Please give an exact copy of every line from the one holding "Each instance receives a single keypoint. Tag the utility" through the final line of the records below.

Records from a data source
══════════════════════════════

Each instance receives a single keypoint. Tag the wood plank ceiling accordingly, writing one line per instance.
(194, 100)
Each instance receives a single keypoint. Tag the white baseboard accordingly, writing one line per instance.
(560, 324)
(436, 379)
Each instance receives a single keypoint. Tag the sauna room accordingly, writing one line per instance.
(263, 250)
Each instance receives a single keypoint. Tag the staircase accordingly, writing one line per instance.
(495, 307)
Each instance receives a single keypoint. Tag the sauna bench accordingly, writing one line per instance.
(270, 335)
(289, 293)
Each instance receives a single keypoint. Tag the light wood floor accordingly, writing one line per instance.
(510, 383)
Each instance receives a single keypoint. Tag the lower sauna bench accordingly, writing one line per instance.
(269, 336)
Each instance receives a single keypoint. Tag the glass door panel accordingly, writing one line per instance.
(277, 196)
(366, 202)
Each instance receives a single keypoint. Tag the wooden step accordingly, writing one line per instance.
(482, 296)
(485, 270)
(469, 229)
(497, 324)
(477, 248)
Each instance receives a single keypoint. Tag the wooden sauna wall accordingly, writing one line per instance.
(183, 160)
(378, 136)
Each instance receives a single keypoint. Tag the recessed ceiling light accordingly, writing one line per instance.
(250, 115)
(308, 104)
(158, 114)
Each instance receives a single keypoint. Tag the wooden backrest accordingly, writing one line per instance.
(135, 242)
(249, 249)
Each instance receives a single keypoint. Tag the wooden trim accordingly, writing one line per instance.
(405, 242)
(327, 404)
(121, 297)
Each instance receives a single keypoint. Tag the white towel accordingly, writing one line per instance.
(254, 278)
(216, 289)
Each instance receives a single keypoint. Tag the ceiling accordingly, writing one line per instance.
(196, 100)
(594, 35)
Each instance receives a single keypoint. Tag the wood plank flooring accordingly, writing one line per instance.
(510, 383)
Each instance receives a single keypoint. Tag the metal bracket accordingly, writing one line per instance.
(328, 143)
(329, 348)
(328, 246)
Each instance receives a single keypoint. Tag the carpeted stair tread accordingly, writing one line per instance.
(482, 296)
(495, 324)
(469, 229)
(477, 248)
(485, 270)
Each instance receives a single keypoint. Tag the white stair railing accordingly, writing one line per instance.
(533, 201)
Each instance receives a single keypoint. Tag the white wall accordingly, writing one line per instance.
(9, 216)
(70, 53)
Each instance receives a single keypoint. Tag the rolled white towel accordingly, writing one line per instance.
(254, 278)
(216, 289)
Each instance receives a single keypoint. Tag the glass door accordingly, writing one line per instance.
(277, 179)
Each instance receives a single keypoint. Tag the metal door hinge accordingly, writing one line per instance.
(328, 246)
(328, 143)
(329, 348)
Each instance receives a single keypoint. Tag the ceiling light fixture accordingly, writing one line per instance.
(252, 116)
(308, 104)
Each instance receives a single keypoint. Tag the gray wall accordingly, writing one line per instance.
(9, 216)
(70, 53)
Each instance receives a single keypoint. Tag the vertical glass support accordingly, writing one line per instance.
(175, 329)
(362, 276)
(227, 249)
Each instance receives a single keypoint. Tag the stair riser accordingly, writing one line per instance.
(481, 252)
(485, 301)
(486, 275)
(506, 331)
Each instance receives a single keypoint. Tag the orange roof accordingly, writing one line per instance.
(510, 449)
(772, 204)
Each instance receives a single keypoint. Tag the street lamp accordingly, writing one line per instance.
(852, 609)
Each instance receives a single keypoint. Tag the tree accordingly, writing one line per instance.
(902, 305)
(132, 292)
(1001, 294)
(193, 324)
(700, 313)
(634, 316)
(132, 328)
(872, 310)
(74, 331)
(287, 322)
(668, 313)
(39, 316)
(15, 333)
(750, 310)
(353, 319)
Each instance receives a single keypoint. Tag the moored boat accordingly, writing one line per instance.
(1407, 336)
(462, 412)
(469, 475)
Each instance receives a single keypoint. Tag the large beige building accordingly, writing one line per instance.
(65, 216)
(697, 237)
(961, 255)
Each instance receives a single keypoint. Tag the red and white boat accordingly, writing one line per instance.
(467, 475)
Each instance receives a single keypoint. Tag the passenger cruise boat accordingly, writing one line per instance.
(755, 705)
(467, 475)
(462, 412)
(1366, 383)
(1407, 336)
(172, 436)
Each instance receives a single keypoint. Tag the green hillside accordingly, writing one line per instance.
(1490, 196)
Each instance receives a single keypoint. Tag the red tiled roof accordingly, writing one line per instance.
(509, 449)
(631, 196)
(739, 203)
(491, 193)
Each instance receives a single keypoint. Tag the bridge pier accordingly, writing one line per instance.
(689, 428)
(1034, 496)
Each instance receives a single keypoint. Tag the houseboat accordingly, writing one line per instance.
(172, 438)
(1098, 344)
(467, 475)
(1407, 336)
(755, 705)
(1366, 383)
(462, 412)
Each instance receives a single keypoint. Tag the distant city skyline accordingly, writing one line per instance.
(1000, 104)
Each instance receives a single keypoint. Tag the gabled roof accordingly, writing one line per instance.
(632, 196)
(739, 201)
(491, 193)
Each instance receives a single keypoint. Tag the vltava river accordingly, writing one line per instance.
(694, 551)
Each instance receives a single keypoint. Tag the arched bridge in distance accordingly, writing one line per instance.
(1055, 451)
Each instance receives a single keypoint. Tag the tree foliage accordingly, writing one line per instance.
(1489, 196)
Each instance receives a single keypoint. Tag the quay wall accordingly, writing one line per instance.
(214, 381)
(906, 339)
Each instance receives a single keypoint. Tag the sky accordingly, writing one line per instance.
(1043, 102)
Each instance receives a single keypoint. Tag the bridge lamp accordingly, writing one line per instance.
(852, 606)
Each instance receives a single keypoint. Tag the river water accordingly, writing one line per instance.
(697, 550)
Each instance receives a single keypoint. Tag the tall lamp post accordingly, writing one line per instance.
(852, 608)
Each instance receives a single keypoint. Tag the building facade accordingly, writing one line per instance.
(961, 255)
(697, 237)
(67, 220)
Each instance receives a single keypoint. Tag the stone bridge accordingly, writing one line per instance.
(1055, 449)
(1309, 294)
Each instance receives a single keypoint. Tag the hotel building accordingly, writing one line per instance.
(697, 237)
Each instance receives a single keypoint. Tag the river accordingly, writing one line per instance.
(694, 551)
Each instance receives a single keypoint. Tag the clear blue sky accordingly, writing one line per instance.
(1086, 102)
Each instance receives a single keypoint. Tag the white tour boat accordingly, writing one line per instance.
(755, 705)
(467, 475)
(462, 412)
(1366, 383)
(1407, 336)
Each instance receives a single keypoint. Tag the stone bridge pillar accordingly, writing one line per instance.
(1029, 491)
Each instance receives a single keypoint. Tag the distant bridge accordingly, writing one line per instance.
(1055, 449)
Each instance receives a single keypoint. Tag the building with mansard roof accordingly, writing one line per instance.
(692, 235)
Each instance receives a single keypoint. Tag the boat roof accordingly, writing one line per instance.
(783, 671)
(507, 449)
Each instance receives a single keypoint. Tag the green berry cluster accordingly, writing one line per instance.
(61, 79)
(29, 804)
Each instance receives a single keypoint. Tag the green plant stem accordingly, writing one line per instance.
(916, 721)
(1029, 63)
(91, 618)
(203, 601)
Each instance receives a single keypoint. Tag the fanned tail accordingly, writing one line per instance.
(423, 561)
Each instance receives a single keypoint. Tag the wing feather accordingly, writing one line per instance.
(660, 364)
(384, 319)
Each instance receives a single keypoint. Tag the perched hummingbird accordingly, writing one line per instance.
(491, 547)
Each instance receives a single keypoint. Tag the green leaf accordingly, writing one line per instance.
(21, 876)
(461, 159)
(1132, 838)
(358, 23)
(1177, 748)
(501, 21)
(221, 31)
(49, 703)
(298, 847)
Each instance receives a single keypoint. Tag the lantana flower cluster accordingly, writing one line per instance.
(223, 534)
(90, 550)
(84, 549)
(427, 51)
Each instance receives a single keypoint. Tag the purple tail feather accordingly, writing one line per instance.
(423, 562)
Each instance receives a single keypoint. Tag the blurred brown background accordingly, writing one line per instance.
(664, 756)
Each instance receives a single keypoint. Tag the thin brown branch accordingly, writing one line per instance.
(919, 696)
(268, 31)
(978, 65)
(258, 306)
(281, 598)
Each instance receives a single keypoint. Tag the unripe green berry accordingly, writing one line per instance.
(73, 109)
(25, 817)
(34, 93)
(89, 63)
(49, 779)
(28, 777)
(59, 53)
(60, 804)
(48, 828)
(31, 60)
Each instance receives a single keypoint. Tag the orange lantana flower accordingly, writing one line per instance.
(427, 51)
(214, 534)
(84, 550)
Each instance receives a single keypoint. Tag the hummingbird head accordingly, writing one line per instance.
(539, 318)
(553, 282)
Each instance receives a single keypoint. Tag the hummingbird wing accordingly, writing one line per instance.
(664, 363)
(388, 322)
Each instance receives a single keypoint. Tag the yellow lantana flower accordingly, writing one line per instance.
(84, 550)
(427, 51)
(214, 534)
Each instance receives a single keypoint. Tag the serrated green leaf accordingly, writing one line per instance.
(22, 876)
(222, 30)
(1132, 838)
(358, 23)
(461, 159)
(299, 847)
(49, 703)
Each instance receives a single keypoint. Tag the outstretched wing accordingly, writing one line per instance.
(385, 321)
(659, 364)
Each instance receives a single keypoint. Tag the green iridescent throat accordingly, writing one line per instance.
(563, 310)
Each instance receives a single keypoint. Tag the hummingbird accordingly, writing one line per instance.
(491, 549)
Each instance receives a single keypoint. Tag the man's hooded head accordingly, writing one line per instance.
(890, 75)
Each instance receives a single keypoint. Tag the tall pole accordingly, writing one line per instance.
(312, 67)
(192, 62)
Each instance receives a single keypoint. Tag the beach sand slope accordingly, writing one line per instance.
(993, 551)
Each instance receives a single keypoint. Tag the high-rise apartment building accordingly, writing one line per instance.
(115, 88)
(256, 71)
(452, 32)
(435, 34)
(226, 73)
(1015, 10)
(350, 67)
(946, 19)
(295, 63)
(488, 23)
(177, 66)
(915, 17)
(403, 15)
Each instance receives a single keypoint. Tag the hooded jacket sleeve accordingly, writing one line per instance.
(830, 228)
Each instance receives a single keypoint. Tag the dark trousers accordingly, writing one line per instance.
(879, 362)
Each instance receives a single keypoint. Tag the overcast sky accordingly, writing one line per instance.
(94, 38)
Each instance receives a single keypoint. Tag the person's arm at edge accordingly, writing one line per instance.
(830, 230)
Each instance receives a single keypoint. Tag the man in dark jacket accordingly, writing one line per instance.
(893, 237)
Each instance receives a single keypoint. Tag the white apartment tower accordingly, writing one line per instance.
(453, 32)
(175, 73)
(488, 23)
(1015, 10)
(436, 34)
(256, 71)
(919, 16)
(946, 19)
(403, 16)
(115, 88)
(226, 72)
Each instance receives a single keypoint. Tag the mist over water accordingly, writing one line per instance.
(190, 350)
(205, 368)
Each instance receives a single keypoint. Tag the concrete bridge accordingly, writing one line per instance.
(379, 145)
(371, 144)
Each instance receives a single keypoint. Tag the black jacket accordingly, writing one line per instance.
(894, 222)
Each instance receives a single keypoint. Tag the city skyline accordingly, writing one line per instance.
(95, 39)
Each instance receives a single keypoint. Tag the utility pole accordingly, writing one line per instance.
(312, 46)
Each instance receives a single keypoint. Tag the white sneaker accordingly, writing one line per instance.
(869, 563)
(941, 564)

══════════════════════════════

▶ ANSWER SECTION:
Each instance receives a single keypoint. Tag the utility pole accordingly, writing one line per instance.
(312, 46)
Each instance receives a single keypoint. Tag the white sneaker accordingly, writing one line per instance.
(869, 563)
(941, 564)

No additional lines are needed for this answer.